# Requirements For Common Sting Ray



## Oscar5001 (Sep 22, 2005)

Tank size, substrate, can two be housed together? Thanks guys


----------



## lderrau2 (Dec 12, 2007)

If this is a fresh water stingray you speak of, they get the size of a dinner plate, so the bigger the tank the better. I've seen two adults in a 125g long (yup they can go together), and they looked a little squished but healthy. As for substrate, you want something soft and fine (either sand or bare bottom works best imo because coarse gravel can injure them. Another thing about them is that they don't ship well a lot of the time, so be careful. have fun!


----------



## sapir (Jun 20, 2008)

redbelliedchicka said:


> If this is a fresh water stingray you speak of, they get the size of a dinner plate, so the bigger the tank the better. I've seen two adults in a 125g long (yup they can go together), and they looked a little squished but healthy. As for substrate, you want something soft and fine (either sand or bare bottom works best imo because coarse gravel can injure them. Another thing about them is that they don't ship well a lot of the time, so be careful. have fun!
■ ■ ■ ■ ■
Problem: In the stingray forum thread, what kind of substrate is recommended?

Position identification records
■ ■ ■ ■ ■
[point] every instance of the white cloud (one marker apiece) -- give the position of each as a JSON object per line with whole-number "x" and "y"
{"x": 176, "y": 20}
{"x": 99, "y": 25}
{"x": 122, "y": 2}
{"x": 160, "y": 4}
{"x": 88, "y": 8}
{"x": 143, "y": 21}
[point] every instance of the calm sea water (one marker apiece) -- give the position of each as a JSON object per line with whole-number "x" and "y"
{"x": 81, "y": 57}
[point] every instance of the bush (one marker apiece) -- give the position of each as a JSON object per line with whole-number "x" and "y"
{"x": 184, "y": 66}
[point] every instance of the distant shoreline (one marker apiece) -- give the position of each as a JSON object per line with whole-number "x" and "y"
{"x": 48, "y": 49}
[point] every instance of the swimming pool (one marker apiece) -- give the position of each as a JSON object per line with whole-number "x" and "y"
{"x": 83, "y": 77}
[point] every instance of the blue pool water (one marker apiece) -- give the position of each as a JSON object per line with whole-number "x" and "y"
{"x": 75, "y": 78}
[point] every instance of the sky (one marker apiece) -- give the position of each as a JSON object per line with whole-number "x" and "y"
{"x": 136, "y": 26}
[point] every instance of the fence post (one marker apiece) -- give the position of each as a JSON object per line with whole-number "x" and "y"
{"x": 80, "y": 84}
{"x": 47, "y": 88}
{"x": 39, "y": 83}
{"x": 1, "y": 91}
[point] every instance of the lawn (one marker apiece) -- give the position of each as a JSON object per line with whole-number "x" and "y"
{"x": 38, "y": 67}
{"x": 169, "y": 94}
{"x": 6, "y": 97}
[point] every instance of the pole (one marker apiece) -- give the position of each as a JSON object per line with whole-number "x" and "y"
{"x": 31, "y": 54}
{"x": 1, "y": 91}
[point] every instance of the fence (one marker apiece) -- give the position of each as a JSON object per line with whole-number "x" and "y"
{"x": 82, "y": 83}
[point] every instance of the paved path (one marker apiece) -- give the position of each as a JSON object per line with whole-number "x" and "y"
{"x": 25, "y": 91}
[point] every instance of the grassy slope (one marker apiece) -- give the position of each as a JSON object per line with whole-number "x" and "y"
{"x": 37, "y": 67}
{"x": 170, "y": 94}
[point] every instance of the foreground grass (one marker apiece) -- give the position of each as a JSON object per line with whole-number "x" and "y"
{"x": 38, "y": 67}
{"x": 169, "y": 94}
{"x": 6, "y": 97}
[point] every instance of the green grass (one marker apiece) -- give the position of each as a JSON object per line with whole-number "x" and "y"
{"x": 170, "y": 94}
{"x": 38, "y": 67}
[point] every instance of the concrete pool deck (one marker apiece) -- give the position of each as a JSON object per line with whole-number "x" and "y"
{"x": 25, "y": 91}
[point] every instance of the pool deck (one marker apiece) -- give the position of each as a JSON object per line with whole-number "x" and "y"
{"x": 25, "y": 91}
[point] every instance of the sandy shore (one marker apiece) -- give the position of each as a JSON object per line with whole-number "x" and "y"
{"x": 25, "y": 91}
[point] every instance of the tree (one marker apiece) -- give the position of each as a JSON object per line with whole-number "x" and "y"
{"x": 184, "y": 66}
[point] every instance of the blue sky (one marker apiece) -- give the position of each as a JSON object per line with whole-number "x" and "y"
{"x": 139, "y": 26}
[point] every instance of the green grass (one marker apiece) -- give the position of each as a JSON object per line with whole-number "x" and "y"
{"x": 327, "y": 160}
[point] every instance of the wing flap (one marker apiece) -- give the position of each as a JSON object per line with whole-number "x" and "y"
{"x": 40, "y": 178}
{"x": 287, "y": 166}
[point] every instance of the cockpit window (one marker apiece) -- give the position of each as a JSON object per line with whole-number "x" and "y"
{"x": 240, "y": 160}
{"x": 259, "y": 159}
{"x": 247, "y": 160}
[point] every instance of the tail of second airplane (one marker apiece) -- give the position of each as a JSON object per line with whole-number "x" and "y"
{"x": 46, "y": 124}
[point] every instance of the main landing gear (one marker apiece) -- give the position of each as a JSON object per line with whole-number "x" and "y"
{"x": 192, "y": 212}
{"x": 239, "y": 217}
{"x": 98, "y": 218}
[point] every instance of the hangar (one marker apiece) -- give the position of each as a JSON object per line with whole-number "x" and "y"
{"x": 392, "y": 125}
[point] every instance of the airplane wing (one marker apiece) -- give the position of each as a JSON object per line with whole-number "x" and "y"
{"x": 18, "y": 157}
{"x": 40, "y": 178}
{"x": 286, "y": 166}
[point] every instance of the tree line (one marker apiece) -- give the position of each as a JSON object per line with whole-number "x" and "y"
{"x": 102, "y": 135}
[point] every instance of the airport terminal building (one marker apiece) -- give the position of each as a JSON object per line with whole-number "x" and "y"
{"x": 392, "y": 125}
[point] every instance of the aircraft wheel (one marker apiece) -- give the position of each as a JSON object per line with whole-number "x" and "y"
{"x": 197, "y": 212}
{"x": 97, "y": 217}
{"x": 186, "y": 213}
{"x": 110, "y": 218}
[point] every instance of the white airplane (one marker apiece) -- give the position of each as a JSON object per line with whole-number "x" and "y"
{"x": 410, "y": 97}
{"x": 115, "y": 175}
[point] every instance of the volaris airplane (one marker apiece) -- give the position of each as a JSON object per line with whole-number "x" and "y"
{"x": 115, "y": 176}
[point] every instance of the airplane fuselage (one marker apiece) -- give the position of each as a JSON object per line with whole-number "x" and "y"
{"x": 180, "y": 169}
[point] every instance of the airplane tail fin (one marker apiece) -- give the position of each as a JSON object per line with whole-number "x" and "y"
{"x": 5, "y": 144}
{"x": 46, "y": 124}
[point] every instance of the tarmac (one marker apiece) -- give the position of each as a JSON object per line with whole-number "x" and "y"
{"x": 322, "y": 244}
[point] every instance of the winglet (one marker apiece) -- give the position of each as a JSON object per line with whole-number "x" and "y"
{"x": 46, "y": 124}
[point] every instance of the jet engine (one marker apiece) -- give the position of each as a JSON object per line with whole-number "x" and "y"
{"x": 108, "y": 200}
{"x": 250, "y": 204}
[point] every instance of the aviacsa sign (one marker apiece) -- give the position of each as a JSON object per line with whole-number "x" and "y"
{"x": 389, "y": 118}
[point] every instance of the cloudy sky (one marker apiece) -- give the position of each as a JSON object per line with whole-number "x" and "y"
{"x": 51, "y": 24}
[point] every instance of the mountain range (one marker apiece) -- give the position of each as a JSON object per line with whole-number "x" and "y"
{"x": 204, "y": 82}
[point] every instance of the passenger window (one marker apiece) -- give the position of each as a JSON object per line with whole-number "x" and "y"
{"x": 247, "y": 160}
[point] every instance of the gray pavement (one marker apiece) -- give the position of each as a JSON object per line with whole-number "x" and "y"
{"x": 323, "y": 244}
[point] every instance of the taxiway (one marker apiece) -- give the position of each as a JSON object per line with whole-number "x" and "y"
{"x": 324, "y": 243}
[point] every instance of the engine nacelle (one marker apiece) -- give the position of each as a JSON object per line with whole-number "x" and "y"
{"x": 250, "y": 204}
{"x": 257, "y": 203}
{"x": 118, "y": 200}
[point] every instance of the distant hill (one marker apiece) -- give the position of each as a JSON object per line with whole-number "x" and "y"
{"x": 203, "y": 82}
■ ■ ■ ■ ■
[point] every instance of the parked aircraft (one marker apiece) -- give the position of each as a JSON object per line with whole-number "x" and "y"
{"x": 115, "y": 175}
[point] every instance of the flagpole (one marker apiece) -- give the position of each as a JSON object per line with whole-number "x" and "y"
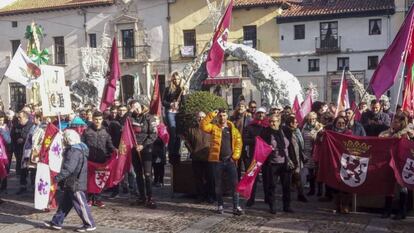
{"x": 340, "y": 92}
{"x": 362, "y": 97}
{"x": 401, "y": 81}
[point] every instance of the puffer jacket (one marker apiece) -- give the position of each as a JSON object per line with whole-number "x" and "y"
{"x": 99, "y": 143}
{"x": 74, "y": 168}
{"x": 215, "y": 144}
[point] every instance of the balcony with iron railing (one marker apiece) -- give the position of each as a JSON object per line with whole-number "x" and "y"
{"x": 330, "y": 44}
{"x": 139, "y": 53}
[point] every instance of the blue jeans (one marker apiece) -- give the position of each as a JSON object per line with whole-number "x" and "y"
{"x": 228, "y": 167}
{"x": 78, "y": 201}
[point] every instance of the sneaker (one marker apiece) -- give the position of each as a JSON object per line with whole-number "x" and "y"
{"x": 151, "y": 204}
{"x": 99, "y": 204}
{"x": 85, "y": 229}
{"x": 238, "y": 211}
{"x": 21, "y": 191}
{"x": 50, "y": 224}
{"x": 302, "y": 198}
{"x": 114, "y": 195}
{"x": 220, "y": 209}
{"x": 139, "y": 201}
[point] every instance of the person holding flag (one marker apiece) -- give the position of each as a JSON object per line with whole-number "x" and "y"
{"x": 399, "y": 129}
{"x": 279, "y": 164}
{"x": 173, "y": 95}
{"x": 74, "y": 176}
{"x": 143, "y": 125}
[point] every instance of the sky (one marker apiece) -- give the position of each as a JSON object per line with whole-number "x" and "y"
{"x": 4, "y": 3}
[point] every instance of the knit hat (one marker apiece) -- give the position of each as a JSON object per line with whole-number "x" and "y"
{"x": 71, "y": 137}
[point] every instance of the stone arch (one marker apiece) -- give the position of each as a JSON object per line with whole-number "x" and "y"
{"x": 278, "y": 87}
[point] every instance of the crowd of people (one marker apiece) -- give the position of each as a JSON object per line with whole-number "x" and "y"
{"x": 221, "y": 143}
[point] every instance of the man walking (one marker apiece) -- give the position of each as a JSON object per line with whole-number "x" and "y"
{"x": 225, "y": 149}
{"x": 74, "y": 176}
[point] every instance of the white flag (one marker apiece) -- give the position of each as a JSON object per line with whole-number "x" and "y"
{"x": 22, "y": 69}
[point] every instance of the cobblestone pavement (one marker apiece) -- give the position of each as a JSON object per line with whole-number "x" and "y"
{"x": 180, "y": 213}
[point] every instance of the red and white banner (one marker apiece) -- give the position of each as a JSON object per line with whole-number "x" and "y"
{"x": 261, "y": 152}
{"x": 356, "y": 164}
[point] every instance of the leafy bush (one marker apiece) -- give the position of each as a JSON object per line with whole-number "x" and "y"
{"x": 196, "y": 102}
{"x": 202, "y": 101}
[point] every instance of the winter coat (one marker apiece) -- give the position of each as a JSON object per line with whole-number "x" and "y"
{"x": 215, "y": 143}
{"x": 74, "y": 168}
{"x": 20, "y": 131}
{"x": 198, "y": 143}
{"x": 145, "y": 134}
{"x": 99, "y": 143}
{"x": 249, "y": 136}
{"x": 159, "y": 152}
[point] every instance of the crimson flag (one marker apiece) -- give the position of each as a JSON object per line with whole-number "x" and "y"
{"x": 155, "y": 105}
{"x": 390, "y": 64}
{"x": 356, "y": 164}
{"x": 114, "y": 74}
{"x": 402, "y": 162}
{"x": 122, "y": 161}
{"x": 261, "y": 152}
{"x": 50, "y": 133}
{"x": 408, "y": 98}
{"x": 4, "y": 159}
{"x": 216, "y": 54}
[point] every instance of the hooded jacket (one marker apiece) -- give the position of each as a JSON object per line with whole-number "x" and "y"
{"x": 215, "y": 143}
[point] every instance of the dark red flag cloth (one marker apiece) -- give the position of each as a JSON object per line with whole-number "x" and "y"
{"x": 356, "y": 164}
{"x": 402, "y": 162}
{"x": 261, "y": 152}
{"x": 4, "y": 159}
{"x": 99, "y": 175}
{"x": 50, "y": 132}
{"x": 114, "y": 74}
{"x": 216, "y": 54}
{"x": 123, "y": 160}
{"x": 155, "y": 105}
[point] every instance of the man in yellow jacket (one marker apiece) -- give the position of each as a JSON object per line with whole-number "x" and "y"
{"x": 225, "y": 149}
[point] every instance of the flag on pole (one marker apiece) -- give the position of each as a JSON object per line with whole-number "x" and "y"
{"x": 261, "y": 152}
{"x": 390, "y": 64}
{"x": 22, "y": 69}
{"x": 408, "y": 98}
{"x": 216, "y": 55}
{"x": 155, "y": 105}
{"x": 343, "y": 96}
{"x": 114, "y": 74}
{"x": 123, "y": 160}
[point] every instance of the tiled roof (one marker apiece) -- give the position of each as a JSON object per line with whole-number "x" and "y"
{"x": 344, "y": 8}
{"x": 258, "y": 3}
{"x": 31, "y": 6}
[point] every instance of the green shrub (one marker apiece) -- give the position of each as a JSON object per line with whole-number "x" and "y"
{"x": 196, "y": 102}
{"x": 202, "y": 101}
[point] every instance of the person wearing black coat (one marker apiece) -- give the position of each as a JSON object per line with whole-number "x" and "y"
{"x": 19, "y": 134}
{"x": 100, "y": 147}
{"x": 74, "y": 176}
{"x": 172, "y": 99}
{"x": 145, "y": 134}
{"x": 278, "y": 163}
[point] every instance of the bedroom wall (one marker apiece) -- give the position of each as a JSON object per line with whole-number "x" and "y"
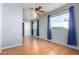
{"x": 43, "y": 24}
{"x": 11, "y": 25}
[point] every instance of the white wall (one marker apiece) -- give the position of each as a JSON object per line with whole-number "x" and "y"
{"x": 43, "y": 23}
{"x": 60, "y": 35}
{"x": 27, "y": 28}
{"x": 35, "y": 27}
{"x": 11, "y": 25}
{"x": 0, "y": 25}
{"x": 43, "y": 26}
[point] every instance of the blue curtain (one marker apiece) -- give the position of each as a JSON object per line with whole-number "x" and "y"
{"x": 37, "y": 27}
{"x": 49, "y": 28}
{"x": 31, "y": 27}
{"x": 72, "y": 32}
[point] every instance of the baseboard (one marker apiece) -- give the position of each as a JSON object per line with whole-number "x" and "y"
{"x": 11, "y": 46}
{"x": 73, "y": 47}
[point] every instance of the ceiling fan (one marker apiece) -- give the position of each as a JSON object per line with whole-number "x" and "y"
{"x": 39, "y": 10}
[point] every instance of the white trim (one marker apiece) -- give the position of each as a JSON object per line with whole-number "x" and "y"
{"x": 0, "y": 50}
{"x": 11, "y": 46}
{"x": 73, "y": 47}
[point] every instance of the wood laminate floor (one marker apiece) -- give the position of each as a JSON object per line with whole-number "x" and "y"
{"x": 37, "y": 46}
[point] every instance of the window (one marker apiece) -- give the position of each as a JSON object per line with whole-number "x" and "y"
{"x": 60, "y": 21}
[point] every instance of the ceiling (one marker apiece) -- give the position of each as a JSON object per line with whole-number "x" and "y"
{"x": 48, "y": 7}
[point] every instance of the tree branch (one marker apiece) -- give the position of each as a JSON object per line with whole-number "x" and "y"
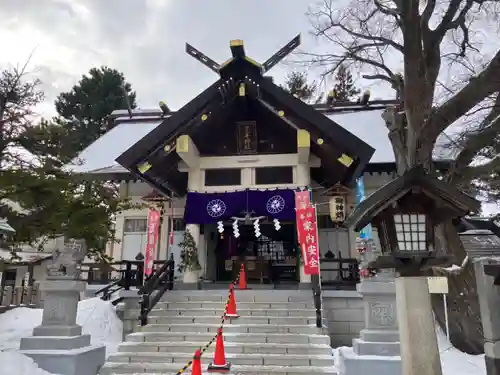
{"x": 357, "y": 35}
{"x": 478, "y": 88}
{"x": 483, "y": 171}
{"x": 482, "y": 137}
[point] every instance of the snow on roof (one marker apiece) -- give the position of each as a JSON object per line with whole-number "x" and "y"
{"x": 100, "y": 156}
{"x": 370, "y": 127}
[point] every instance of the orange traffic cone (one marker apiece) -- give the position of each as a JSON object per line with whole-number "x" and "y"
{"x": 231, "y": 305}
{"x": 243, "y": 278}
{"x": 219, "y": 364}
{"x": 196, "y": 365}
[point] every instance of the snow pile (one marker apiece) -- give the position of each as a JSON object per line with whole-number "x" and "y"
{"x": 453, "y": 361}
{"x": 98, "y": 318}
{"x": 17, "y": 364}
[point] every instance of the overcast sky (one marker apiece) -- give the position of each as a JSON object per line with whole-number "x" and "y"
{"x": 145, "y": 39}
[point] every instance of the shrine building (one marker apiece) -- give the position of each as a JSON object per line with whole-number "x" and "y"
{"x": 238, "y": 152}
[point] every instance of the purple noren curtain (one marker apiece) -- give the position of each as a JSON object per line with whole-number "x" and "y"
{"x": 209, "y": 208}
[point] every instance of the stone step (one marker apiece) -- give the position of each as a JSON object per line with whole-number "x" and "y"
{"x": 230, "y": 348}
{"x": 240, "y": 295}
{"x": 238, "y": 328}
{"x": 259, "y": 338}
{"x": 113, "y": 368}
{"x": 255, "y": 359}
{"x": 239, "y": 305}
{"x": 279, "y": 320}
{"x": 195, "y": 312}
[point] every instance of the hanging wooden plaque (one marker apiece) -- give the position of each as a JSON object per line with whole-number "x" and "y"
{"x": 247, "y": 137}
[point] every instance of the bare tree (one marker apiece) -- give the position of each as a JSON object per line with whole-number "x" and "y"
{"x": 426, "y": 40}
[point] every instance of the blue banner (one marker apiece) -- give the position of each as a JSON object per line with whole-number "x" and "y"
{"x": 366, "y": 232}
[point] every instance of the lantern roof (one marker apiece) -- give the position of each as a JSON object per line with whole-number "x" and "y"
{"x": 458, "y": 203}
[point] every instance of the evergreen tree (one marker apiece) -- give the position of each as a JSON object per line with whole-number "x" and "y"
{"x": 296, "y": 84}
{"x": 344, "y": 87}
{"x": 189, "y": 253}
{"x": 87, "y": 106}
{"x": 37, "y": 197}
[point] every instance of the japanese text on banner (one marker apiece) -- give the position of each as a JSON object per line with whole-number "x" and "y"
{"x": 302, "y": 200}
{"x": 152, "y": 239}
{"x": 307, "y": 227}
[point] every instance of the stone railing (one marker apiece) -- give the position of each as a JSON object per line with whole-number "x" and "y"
■ ■ ■ ■ ■
Written answer: Something soft and fine, with sand or a bare bottom working best.